Written task =>
Copy the listing, starting at the line containing "Find the metal" and ending at the last line of the listing. Offset every outline coordinate in the answers by adding 60 to it, and keep the requests and format samples unchanged.

-- Data for this task start --

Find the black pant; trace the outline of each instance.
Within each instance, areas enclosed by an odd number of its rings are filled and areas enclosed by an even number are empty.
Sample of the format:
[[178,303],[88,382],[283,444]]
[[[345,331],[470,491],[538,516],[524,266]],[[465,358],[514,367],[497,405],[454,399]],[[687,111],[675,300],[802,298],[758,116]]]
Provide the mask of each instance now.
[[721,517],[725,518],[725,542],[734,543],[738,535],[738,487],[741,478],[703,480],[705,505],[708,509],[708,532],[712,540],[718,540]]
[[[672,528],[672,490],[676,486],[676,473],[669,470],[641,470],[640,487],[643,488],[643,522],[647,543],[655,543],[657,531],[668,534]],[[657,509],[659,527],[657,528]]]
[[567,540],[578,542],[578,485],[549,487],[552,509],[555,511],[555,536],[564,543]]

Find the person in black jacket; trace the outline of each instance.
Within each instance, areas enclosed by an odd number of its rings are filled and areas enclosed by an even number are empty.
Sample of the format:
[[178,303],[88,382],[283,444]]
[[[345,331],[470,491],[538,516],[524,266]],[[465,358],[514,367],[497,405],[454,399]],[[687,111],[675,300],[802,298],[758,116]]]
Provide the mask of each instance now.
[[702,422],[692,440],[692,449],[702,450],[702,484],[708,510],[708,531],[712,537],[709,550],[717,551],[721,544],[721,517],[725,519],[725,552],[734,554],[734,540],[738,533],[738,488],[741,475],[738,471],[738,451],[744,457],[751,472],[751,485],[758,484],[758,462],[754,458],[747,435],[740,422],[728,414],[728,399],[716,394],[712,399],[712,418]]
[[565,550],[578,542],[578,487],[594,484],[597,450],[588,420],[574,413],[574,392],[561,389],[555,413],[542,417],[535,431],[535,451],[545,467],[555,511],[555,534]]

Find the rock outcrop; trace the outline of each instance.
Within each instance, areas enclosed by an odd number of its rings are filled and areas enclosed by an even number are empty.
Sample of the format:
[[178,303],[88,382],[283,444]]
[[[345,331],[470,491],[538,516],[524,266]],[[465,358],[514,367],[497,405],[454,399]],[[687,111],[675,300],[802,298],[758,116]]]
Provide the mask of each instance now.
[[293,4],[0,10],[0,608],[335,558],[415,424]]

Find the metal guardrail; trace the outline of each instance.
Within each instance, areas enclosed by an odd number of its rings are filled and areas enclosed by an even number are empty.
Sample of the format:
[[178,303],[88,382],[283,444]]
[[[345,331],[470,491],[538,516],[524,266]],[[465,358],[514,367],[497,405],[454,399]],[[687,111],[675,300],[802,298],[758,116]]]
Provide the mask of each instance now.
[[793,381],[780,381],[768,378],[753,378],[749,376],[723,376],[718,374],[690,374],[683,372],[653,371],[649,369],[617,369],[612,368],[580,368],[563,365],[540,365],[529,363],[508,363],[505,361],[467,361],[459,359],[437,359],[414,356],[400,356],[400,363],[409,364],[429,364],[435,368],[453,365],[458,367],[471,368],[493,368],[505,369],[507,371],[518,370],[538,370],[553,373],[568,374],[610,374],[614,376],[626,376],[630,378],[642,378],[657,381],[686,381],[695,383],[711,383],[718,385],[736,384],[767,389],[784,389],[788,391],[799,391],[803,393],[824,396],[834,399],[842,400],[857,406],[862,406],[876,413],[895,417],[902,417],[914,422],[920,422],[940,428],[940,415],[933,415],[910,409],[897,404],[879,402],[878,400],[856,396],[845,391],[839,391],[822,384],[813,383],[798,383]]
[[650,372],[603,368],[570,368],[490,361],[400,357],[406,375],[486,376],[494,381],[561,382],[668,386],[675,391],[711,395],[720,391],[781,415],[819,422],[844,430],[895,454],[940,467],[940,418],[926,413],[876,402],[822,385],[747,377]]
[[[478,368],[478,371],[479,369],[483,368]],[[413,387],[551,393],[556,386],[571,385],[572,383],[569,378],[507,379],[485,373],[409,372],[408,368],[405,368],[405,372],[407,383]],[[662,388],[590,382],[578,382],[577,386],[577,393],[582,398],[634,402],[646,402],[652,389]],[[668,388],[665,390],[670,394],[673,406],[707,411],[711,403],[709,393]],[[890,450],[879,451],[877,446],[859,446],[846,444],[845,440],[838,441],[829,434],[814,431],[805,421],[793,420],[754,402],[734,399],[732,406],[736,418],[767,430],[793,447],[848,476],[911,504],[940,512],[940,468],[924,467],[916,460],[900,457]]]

-- Data for this task end --

Exercise solution =>
Find the metal guardrail; trace the outline of each instance.
Within each instance, areas enclosed by an odd number of its rings are filled and areas enclosed by an even number are empty.
Sample of the format:
[[178,303],[88,382],[283,444]]
[[[345,331],[470,491],[538,516],[524,266]],[[465,358],[514,367],[497,405],[454,399]],[[687,111],[675,300],[802,298],[758,116]]]
Provide the mask of each instance now.
[[853,441],[840,441],[828,438],[813,438],[809,436],[783,436],[778,434],[750,434],[743,432],[713,431],[709,429],[677,429],[672,428],[640,428],[623,425],[600,425],[589,423],[568,423],[565,421],[527,421],[519,419],[497,419],[474,416],[460,416],[460,423],[469,424],[489,424],[495,428],[513,425],[518,427],[531,428],[553,428],[565,429],[567,431],[578,430],[598,430],[613,433],[628,434],[670,434],[674,436],[686,436],[690,438],[702,438],[717,441],[746,441],[755,443],[771,443],[778,445],[796,444],[827,449],[844,449],[848,451],[859,451],[863,453],[884,456],[894,459],[902,460],[917,466],[922,466],[936,473],[955,477],[962,477],[974,482],[980,482],[1000,488],[1000,475],[993,475],[970,469],[957,464],[939,462],[938,460],[916,456],[905,451],[899,451],[882,444],[873,443],[858,443]]
[[710,432],[663,428],[630,428],[550,421],[460,417],[466,435],[546,436],[554,441],[621,442],[728,446],[735,451],[771,455],[780,451],[841,475],[879,482],[904,490],[955,514],[1000,527],[1000,478],[986,473],[936,462],[882,445],[807,437]]
[[[538,428],[538,431],[539,429],[543,428]],[[473,447],[611,453],[616,446],[631,445],[632,443],[629,438],[567,439],[545,433],[469,432],[468,428],[465,428],[465,432],[467,443]],[[722,448],[650,442],[638,442],[637,446],[637,453],[642,458],[694,462],[706,462],[712,449]],[[728,448],[725,450],[730,454],[733,466],[767,471],[771,463],[769,453]],[[950,510],[939,511],[937,506],[919,506],[906,504],[905,500],[898,501],[889,494],[874,491],[865,481],[853,480],[814,462],[794,459],[792,466],[796,478],[827,490],[853,507],[908,536],[971,564],[1000,572],[1000,528],[984,527],[976,520],[960,517]]]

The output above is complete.